SP | PT | IT | FR | EN real meaning | EN cognate (false meaning) |
actual | atual | attuale | actuel | current | actual |
recordar | recordar | ricordare | rappeler | to remind | to record |
enviar | enviar | inviare | envoyer | to send | to envy |
librería | livraria | libreria | librairie | bookstore | library |
It can be useful to be familiar with these false friends to avoid some embarrassing errors. Here are some examples where the English cognate can give a false indication of the real meaning:
Negation
In general, forming the negation in Spanish, Portuguese, Italian, and French is a simple procedure, without many exceptions:
- To form the negation in Spanish, we add “no” in front of the verb (and before any object pronoun before the verb).

DESCRIPTION OF THE TASK -
In the text on false friends above, what real English meanings does the table give for the words?

RAW RECORDS -
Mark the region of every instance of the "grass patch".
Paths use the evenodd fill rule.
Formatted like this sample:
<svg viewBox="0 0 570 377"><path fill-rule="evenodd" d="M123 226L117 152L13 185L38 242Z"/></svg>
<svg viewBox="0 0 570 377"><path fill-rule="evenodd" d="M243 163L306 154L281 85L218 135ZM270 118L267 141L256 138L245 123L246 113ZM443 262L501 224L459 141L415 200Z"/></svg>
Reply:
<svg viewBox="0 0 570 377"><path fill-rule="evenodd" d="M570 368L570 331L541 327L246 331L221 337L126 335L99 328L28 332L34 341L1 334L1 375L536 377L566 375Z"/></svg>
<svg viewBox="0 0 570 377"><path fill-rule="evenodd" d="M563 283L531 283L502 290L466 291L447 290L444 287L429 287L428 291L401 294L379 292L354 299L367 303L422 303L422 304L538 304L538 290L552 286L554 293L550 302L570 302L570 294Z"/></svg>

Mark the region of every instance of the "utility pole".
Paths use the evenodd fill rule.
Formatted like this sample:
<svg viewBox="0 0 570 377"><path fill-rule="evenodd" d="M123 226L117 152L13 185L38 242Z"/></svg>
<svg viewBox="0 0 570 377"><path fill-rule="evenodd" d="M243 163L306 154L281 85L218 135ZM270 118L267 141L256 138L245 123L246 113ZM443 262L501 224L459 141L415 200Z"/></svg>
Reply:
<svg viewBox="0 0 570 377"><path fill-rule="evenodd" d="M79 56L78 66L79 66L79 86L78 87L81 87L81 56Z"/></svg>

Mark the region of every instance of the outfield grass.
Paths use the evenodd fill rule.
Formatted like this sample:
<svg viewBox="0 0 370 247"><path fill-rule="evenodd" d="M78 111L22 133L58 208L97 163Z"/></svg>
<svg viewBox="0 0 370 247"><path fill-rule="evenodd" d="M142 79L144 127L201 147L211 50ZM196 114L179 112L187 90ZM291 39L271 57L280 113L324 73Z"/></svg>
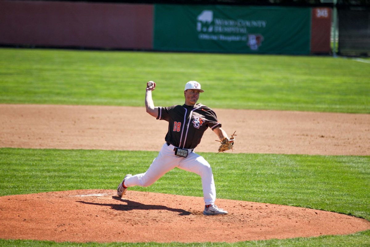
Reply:
<svg viewBox="0 0 370 247"><path fill-rule="evenodd" d="M218 198L322 210L370 220L370 157L201 154L212 167ZM127 173L145 171L157 154L156 152L139 151L0 148L0 195L75 189L115 189ZM200 177L177 168L149 187L131 189L203 196ZM0 245L11 244L66 244L0 241ZM369 244L370 231L347 236L188 246L347 246ZM114 243L70 244L117 245ZM135 246L181 245L152 243Z"/></svg>
<svg viewBox="0 0 370 247"><path fill-rule="evenodd" d="M212 108L370 113L370 64L330 57L0 49L0 103L143 106L184 101L189 80Z"/></svg>

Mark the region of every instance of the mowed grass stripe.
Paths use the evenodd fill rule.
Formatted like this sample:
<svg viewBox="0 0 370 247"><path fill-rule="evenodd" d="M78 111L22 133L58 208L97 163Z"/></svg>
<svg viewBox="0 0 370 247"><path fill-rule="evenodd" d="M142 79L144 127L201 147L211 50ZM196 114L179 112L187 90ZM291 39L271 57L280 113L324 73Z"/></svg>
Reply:
<svg viewBox="0 0 370 247"><path fill-rule="evenodd" d="M201 154L211 164L219 198L288 205L370 219L370 157ZM126 173L145 171L156 152L0 148L0 195L115 189ZM130 189L202 196L197 175L175 168L153 185ZM345 236L204 243L56 243L0 239L17 246L368 246L370 231Z"/></svg>
<svg viewBox="0 0 370 247"><path fill-rule="evenodd" d="M201 154L219 198L297 206L370 220L370 157ZM0 149L2 196L115 189L127 173L145 172L156 152ZM132 190L202 197L200 177L175 168Z"/></svg>
<svg viewBox="0 0 370 247"><path fill-rule="evenodd" d="M0 103L142 106L184 101L189 80L213 108L370 113L370 64L329 57L0 49Z"/></svg>

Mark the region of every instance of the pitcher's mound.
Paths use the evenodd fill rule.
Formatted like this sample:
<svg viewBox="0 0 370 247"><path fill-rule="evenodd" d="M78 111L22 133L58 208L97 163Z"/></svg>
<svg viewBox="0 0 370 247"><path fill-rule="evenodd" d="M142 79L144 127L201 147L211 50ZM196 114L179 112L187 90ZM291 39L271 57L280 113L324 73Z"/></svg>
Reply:
<svg viewBox="0 0 370 247"><path fill-rule="evenodd" d="M203 198L84 190L0 197L0 236L57 242L223 242L343 234L370 222L294 207L218 199L227 215L204 216Z"/></svg>

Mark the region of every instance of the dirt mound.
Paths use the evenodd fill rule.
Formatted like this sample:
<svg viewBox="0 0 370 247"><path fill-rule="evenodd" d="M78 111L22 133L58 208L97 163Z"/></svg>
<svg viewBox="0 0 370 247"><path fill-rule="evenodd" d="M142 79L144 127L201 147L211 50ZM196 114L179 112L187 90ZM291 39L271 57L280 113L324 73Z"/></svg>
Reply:
<svg viewBox="0 0 370 247"><path fill-rule="evenodd" d="M0 236L78 242L223 242L344 234L370 222L339 214L218 199L225 216L202 214L201 197L129 190L0 197ZM217 234L215 234L217 233Z"/></svg>

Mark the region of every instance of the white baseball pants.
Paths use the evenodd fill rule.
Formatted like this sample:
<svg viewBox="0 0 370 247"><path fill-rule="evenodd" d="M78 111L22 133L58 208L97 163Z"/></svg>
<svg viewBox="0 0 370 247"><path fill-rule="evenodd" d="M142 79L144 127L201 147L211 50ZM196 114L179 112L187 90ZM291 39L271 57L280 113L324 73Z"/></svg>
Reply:
<svg viewBox="0 0 370 247"><path fill-rule="evenodd" d="M125 180L125 186L147 187L152 184L167 172L178 167L201 176L204 202L206 205L213 203L216 200L216 188L212 168L209 164L204 158L194 152L189 152L186 158L176 156L174 148L173 146L167 146L165 143L148 170L127 178Z"/></svg>

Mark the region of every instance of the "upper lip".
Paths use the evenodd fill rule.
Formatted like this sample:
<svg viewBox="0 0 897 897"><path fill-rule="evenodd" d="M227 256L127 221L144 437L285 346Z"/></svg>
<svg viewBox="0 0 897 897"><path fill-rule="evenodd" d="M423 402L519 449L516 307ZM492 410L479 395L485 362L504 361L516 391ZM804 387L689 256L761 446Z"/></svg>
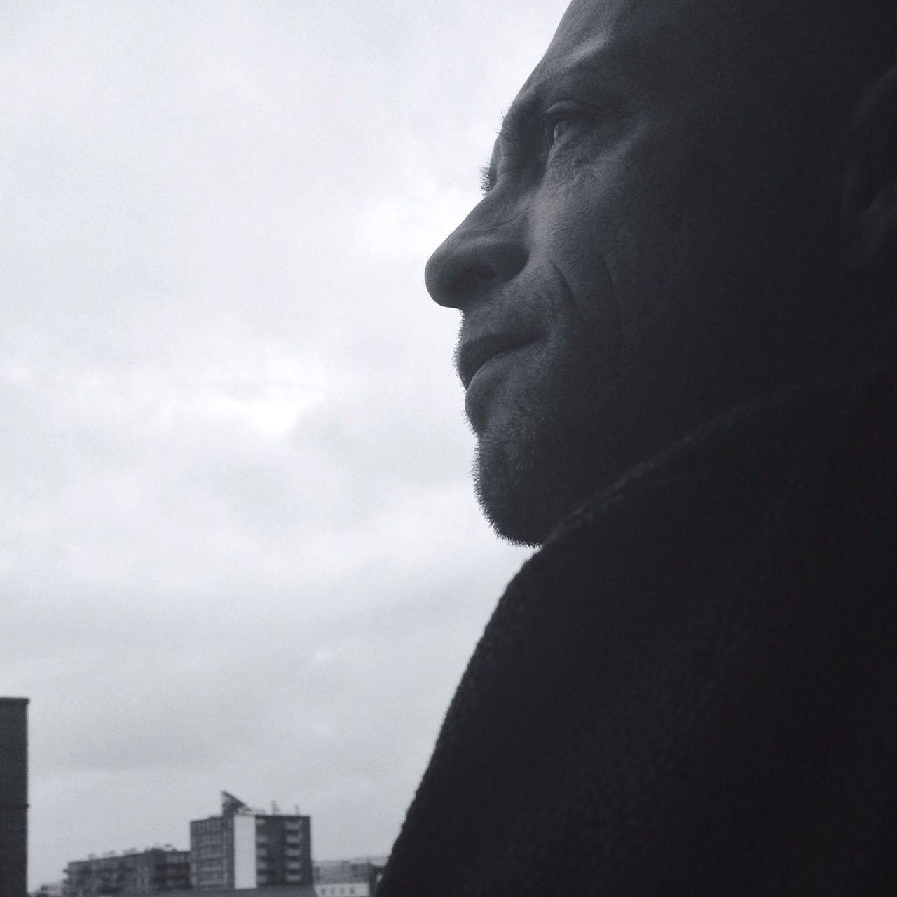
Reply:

WRITTEN ANSWER -
current, to remind, to send, bookstore